Restate word for word every entry that appears below, skipping its pictures.

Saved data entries
[Start of section]
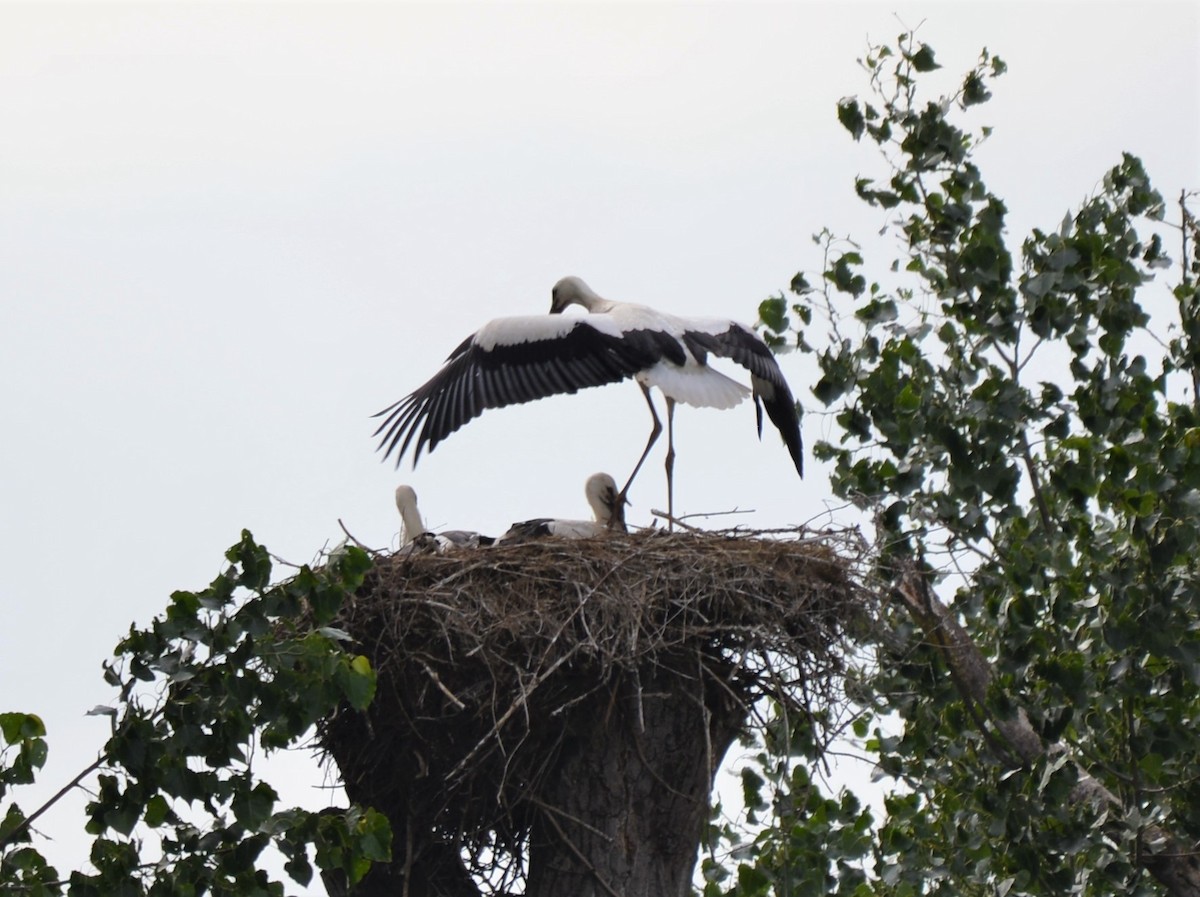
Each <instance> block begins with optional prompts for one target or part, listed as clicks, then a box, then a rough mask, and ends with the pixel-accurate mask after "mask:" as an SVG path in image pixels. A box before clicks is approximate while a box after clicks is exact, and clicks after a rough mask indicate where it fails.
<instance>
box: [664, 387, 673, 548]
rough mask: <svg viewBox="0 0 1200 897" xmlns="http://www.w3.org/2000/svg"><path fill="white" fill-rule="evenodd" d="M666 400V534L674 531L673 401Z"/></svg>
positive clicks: (668, 397) (670, 399)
[End of section]
EXERCISE SOLUTION:
Each <instance> block begins with optional prompts for one target or part, listed as clicks, then a box, then a rough mask, and ends with the pixel-accurate mask after "mask:" as an SVG path in image pixels. A box before clicks is approximate while a box after clicks is exact, and clicks after a rough mask indicate where it fails.
<instance>
box: [664, 387, 673, 548]
rough mask: <svg viewBox="0 0 1200 897" xmlns="http://www.w3.org/2000/svg"><path fill="white" fill-rule="evenodd" d="M666 400V534L674 531L673 401Z"/></svg>
positive clicks: (668, 397) (670, 399)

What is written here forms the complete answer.